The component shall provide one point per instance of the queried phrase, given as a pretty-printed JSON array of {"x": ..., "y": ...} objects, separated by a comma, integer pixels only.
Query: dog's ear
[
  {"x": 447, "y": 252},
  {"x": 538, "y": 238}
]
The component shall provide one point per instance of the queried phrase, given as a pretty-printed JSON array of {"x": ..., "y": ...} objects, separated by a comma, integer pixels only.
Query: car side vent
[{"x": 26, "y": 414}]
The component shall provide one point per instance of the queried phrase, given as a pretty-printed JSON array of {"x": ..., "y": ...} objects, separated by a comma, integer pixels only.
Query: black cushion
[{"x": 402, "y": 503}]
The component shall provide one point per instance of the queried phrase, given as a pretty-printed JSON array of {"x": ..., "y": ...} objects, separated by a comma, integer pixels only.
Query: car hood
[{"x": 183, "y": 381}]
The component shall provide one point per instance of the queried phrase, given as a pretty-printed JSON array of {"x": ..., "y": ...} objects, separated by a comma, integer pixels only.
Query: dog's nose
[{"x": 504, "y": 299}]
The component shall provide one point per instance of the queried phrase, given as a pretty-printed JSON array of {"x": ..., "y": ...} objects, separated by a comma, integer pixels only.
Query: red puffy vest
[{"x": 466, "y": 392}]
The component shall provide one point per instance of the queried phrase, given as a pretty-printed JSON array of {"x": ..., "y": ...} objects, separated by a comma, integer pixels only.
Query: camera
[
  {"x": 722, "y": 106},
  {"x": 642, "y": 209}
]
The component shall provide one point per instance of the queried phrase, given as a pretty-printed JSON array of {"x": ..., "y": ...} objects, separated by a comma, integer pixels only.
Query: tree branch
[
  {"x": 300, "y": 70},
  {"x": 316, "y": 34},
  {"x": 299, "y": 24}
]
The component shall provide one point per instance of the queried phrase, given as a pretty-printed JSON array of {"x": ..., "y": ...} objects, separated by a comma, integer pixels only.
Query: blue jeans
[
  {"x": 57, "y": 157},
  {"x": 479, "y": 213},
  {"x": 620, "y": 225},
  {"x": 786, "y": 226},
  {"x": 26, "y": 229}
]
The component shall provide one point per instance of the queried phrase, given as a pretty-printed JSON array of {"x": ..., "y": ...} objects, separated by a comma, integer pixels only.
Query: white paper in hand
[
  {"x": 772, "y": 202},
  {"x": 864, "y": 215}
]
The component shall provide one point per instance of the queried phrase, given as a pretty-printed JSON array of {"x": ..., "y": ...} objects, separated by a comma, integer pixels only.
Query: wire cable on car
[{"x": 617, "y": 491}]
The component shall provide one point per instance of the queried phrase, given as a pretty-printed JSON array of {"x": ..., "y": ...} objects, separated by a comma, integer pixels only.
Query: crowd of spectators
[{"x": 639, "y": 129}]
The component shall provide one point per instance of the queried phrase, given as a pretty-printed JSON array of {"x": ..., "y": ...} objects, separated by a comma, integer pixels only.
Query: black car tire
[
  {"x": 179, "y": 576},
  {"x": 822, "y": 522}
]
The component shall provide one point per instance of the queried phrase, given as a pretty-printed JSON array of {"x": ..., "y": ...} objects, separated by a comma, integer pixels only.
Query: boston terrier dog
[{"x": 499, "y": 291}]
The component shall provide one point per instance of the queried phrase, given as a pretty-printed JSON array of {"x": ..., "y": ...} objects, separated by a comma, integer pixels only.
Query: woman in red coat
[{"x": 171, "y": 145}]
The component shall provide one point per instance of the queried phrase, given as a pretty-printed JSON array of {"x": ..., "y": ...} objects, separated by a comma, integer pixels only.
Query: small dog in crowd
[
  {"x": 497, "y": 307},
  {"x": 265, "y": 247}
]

======

=== What the task asks ===
Please reproduce every line shown above, exactly as written.

=== The answer ===
The component shall provide one point per instance of the queried phrase, given as a pretty-printed JSON array of {"x": ..., "y": ...} objects, separated by a comma, integer pixels only.
Query: dog's ear
[
  {"x": 447, "y": 252},
  {"x": 538, "y": 238}
]
The component shall provide one point per instance of the queried phrase, given as a pretty-printed JSON array of {"x": ..., "y": ...} objects, separated by a comma, integer pixels only.
Query: car side vent
[{"x": 26, "y": 414}]
The component shall provide one point per instance of the queried phrase, given as a pretty-printed JSON array of {"x": ..., "y": ...} objects, separated by a comma, integer pixels only.
Query: black cushion
[{"x": 402, "y": 503}]
The component shall provide one point per instance of the queried phrase, given as a pretty-printed JSON array of {"x": ..., "y": ...} objects, separated by a comma, integer pixels only.
Query: car hood
[{"x": 183, "y": 381}]
The component shall provide one point per instance of the queried phrase, given as a pretty-printed JSON array of {"x": ..., "y": ...} objects, separated by a comma, integer pixels only.
Query: dog's nose
[{"x": 504, "y": 299}]
The component shall provide one point per instance of the queried phrase, given as a pretty-printed JSON array of {"x": ..., "y": ...} objects, separated by a comma, integer pixels only.
Query: red puffy vest
[{"x": 466, "y": 392}]
The component shall provide one point per instance of the queried phrase, given as a pretty-printed JSON array of {"x": ..., "y": ...} objects, separated by a comma, integer pixels only.
Query: camera
[
  {"x": 722, "y": 106},
  {"x": 642, "y": 209}
]
The component shall provide one point per instance of the queried phrase, given as a pretty-printed JSON array of {"x": ..., "y": ...} objects, separated by a comma, integer pixels only.
Query: tree branch
[
  {"x": 300, "y": 70},
  {"x": 316, "y": 34},
  {"x": 299, "y": 24}
]
The component shall provide one point per instance of the queried phrase, given as a pretty-printed JSON array of {"x": ..., "y": ...} objects, separated by a comma, integer pixels only.
Query: blue jeans
[
  {"x": 57, "y": 157},
  {"x": 479, "y": 213},
  {"x": 620, "y": 225},
  {"x": 786, "y": 226},
  {"x": 26, "y": 229}
]
The component shall provide one point per instance of the queried phrase, given as a pretty-printed JSON array of {"x": ..., "y": ...} objects, separated by a comma, integer pixels only.
Query: white paper in hand
[
  {"x": 772, "y": 202},
  {"x": 864, "y": 215}
]
The component shall provide one point per instance of the queried phrase, given as a pretty-printed JSON array of {"x": ..., "y": ...} objects, separated by a comma, integer pixels only.
Query: wire cable on car
[{"x": 617, "y": 491}]
The component shall provide one point per instance of the queried phrase, given as a pretty-printed JSON array of {"x": ..., "y": ...} objects, separated by a comma, integer pixels only.
Query: crowd of spectators
[{"x": 639, "y": 129}]
The component shall provide one point per instance of the queried phrase, given as a pretty-printed JSON array of {"x": ..., "y": ...} objects, separated by a comma, integer pixels only.
Query: black car tire
[
  {"x": 179, "y": 576},
  {"x": 822, "y": 522}
]
The component shall provide one point per instance of the queried phrase, given as a pretty-printed JSON array of {"x": ..., "y": ...} objects, separated by a comma, integer pixels only.
Query: boston terrier dog
[{"x": 499, "y": 291}]
The component shall provide one point per instance of the queried phrase, given as a pretty-printed JSON array of {"x": ..., "y": ...} objects, separated by a comma, integer pixels only.
Query: woman in red coat
[{"x": 171, "y": 145}]
The component shall provide one point per instance of the queried phrase, given as a pretty-printed JSON array of {"x": ..., "y": ...} objects, separated by a comma, integer pixels only.
Query: small dog in crowd
[
  {"x": 497, "y": 307},
  {"x": 265, "y": 247}
]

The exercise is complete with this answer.